• ASSIGNMENT:
All that is wanted is the exact text of each line from the one with "Where can you spot the green uniform" to the close of the listing, ends included.

• DATA RECORDS:
┄┄┄┄┄┄┄┄┄┄┄┄┄┄┄┄┄┄┄┄

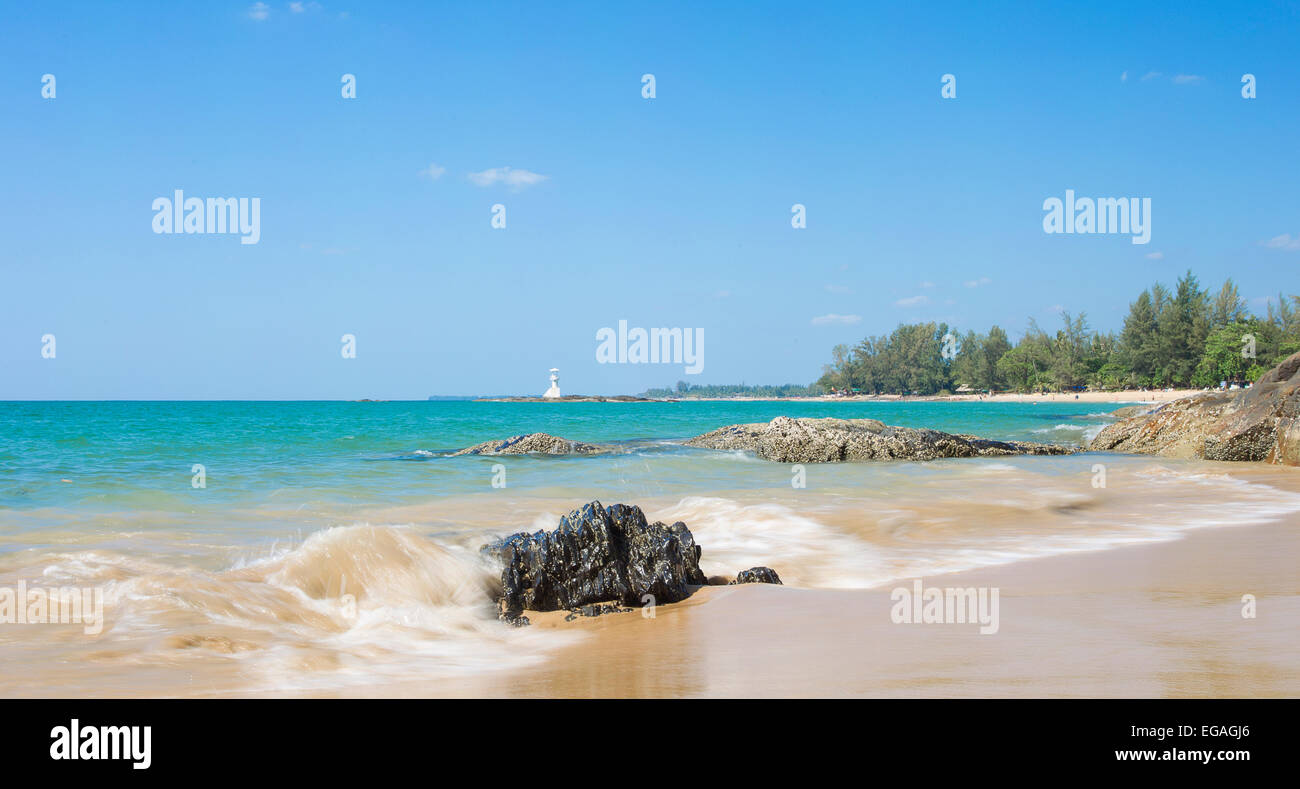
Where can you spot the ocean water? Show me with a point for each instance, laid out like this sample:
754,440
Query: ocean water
334,545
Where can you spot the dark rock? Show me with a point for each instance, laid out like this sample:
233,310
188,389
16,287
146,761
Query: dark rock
540,443
757,575
788,439
1261,424
597,555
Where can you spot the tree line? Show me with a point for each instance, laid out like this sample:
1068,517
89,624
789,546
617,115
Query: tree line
1186,337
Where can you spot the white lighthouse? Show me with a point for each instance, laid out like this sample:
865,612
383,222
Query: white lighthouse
554,391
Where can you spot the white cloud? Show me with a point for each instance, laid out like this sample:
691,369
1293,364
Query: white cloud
836,320
1283,242
433,172
516,180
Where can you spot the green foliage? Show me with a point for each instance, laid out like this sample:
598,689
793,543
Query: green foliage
1184,337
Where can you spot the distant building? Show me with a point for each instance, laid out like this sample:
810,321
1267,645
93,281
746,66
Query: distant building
554,391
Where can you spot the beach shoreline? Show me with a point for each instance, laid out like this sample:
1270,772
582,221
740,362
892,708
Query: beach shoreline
1082,397
1149,620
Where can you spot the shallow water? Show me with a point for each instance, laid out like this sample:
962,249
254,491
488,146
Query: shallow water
336,545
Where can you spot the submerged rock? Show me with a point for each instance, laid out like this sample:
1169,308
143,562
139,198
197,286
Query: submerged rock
597,555
596,610
788,439
757,575
1261,423
541,443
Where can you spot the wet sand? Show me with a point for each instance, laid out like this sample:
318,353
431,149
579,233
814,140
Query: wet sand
1151,620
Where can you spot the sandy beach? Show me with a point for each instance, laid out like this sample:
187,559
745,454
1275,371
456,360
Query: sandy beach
1147,621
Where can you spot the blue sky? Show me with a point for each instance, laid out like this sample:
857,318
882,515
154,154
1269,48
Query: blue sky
664,212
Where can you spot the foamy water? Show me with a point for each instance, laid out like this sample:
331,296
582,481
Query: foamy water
368,572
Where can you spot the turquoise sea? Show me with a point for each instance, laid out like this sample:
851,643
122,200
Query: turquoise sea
334,546
129,455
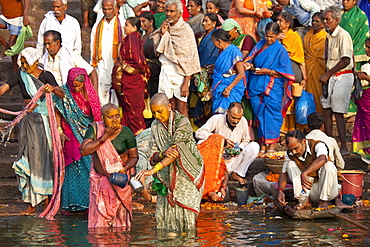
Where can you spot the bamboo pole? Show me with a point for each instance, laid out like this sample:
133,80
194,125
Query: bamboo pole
350,221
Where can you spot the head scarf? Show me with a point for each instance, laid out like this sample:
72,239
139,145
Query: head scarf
30,54
230,24
90,91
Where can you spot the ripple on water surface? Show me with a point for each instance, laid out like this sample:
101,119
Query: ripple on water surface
214,229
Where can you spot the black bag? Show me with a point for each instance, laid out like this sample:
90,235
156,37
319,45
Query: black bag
357,91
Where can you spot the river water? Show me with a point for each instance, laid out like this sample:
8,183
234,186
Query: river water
220,228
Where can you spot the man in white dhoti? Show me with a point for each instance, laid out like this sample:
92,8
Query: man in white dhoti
106,36
234,127
310,168
176,43
59,60
68,26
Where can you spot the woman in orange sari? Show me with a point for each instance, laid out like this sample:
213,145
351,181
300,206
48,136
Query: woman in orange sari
314,46
130,76
247,13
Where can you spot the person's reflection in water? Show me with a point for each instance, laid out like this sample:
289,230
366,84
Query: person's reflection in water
112,236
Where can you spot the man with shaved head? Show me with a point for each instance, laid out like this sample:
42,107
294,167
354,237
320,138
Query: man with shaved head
115,151
234,129
58,20
178,165
106,36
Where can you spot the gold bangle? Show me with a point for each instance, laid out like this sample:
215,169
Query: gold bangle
158,167
161,155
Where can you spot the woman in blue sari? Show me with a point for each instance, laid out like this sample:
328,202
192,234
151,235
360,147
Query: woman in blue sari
76,111
208,52
228,84
269,83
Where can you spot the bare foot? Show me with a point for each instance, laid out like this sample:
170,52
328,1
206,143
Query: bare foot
65,212
340,204
29,210
136,205
236,177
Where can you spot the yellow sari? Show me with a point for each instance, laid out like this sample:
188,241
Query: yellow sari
314,46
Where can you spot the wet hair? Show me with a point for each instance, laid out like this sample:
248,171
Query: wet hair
215,3
56,35
149,16
315,120
178,3
221,34
297,134
159,99
319,15
288,18
336,12
213,17
134,21
237,105
80,78
272,27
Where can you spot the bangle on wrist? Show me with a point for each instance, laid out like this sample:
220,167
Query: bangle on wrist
101,141
160,155
158,167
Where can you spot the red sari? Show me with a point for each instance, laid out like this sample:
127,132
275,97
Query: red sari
129,81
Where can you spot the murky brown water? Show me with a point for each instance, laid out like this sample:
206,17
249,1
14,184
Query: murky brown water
253,228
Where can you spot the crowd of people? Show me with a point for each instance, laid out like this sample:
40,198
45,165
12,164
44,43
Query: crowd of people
164,75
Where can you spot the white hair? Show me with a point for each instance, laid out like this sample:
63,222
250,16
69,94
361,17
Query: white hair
64,2
178,3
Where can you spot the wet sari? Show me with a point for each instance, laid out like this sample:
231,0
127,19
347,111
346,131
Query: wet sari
130,83
184,178
78,111
223,75
270,97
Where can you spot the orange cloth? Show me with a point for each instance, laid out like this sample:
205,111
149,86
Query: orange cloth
314,47
248,23
96,57
11,8
214,166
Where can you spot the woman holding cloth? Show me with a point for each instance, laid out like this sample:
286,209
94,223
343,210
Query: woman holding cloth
77,110
34,166
269,82
228,85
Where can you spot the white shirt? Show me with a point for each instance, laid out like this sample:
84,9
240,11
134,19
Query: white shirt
217,124
69,29
53,65
334,152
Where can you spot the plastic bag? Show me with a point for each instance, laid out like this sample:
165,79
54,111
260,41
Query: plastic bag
305,105
357,91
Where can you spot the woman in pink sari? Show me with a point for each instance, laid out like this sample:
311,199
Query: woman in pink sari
114,150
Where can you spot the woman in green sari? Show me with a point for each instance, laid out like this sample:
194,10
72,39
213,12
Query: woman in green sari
179,167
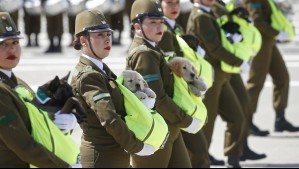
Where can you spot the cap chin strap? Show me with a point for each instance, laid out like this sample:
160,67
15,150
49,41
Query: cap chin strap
90,46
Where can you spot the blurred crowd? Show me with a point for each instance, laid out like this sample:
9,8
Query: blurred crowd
57,12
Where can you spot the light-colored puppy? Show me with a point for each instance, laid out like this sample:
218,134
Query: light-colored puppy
183,68
136,84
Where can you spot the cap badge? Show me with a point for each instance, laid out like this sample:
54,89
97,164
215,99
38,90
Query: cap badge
9,29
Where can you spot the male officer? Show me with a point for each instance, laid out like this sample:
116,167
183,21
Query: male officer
146,58
237,84
19,146
221,96
269,61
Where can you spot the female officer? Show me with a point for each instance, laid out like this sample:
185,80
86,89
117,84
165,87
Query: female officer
106,140
195,143
19,148
146,58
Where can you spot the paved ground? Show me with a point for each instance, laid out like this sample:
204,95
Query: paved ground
282,149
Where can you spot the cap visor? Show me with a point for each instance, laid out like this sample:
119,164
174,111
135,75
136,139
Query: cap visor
101,30
11,37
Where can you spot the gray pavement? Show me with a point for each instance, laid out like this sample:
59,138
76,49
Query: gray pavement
282,149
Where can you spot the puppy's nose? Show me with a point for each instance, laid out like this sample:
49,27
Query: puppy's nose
192,75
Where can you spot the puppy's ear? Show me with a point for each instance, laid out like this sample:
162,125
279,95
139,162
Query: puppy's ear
194,70
65,78
145,84
54,84
178,66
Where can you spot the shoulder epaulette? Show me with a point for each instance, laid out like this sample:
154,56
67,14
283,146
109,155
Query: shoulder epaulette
138,48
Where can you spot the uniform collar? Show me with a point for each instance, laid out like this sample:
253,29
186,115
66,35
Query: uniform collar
203,7
6,72
97,62
171,22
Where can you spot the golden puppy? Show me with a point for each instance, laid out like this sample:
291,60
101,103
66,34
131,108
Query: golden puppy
183,68
136,84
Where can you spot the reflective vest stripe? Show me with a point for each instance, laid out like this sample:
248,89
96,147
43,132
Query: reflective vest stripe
148,126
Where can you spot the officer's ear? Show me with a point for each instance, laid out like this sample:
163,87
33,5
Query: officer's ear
137,27
83,40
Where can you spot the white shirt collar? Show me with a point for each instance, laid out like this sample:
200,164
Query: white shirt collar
97,62
151,42
171,22
205,8
7,72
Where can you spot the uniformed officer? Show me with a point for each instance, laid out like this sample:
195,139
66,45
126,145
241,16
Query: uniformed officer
128,8
269,61
238,86
54,31
195,143
148,59
202,24
106,141
19,149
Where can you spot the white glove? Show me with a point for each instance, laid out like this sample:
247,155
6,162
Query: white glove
76,166
65,122
201,51
282,36
236,37
245,67
194,126
147,150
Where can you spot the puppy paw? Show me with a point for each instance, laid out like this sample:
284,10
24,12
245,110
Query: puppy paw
141,95
194,90
150,93
201,84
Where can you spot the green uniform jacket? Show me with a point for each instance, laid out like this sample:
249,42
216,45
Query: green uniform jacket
145,59
104,125
17,147
260,11
208,33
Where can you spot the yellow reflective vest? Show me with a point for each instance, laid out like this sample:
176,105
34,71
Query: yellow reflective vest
148,125
45,132
279,22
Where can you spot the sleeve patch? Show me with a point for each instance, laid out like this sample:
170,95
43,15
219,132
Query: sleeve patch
150,78
100,97
6,119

┄┄┄┄┄┄┄┄┄┄┄┄┄┄┄┄┄┄┄┄

• OUTPUT FOR THIS TASK:
Where can you spot the green uniform jacket? Show me with a point for each instance, laid out like this sample:
249,42
216,45
Query: green uniform jacket
145,59
104,125
17,147
260,11
208,33
Where can you spot the yellow reflective vest? Show me with a point for each instance, laid out like this sample:
176,105
34,71
Query: yellow reflective vest
148,125
45,132
279,22
Where can you spot the sleeve patch? Show me with a point for each instance, laid out like this sample:
170,95
43,15
219,132
Query: sleeve patch
150,78
100,97
6,119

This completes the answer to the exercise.